SUPPLIED INFORMATION Block Start

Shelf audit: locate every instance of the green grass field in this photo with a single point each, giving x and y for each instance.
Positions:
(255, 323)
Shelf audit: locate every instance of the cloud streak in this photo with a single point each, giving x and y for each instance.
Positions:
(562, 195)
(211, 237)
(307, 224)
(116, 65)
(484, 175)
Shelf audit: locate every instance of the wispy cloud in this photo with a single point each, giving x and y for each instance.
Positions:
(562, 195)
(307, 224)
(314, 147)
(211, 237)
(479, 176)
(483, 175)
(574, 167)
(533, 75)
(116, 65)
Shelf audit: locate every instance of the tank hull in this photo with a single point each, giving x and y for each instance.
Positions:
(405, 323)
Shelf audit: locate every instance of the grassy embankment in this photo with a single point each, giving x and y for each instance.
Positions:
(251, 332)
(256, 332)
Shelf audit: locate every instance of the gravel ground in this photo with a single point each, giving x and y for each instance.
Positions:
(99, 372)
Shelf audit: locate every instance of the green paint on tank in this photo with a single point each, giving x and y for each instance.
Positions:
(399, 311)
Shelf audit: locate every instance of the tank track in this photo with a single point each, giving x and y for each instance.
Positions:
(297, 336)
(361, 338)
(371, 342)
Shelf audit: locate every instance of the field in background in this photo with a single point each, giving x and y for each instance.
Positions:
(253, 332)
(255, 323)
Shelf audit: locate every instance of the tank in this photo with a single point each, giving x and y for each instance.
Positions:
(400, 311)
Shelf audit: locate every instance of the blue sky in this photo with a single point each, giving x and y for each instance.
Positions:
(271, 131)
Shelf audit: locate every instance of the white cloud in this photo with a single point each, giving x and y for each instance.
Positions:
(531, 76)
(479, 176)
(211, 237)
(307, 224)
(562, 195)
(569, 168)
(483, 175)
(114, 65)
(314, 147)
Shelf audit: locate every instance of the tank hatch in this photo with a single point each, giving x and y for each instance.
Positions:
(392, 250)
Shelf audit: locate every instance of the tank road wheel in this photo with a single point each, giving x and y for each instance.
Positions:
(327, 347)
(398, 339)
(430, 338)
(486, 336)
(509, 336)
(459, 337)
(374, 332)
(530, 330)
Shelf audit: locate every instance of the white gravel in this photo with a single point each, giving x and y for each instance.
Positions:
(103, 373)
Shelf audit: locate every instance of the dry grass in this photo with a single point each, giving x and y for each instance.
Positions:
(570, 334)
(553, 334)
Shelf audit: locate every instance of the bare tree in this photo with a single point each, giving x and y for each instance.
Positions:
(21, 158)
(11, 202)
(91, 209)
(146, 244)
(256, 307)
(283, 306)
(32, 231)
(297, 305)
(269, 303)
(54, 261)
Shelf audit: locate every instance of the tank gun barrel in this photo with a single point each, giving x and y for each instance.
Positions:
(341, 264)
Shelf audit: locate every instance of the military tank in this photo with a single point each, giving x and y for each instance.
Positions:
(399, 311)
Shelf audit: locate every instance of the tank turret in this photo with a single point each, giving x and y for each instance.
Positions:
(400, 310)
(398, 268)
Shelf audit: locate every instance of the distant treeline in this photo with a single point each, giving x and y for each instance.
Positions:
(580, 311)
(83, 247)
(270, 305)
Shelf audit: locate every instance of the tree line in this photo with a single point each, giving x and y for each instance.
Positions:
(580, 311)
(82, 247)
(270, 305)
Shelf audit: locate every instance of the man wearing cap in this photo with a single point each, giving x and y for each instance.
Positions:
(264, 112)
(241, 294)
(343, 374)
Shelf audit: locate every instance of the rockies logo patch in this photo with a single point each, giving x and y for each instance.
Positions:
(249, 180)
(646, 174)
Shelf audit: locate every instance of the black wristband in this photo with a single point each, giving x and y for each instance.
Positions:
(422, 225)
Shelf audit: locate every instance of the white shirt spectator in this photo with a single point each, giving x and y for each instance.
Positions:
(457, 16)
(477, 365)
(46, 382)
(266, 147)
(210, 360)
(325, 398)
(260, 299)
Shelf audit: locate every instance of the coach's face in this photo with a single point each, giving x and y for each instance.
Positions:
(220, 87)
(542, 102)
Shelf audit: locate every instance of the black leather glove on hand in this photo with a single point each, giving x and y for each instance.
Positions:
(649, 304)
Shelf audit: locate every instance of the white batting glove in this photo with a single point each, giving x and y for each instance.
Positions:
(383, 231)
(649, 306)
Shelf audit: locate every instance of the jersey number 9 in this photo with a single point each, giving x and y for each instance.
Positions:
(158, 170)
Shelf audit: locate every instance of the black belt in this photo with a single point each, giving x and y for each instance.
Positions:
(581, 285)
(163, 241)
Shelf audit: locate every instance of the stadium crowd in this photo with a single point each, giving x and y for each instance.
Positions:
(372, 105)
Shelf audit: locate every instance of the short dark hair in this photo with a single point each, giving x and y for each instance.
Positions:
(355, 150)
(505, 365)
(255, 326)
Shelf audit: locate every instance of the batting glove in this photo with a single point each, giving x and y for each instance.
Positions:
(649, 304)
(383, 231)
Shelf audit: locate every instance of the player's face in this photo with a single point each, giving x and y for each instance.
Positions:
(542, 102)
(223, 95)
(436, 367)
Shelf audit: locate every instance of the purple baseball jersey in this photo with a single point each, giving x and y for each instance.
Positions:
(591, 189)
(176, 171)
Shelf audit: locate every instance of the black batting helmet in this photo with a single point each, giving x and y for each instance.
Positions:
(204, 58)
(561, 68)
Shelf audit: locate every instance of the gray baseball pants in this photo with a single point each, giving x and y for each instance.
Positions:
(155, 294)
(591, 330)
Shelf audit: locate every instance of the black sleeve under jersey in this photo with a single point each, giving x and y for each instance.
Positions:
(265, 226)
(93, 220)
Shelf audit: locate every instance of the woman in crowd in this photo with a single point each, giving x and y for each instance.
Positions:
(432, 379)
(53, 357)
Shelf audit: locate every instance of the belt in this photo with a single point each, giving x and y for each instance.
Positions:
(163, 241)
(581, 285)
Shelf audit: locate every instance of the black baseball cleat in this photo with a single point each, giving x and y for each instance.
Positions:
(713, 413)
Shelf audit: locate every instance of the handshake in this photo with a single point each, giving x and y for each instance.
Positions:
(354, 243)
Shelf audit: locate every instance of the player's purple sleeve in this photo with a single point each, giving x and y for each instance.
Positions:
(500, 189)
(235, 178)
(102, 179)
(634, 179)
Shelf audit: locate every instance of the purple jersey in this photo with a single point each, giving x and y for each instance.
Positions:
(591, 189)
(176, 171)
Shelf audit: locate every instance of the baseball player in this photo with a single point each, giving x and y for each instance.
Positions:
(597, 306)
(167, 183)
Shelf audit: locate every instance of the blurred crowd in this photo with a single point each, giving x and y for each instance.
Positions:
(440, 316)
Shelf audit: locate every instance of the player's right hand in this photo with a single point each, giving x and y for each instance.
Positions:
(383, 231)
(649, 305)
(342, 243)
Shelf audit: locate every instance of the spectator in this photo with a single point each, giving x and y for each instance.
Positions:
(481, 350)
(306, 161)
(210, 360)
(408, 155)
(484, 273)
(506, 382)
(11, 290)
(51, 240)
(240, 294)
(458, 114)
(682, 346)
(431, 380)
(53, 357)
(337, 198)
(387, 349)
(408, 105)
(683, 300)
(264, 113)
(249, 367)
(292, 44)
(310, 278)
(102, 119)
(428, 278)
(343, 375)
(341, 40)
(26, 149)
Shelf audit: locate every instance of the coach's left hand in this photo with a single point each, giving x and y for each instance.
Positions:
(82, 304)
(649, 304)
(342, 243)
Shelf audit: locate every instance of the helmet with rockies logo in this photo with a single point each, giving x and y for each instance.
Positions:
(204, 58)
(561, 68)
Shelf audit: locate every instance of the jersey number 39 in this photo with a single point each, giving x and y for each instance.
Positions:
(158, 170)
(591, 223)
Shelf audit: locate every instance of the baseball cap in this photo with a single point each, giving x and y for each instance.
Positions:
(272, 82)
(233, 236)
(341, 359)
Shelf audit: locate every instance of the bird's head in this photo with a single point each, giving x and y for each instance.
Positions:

SUPPLIED INFORMATION Block End

**INSTRUCTIONS FOR THE TASK**
What you return must be the lines above that run from the line with "Shelf audit: locate every instance of the green paint" to the line with "Shelf audit: locate every instance of the tank track", inclusive, each copied exactly.

**TASK OUTPUT**
Shelf audit: locate every instance of the green paint on tank in this photo with a single point each, giving x and y for each instance.
Positions:
(399, 311)
Shelf audit: locate every instance of the tank track in this photo with a single point each, giving x and y for each instance.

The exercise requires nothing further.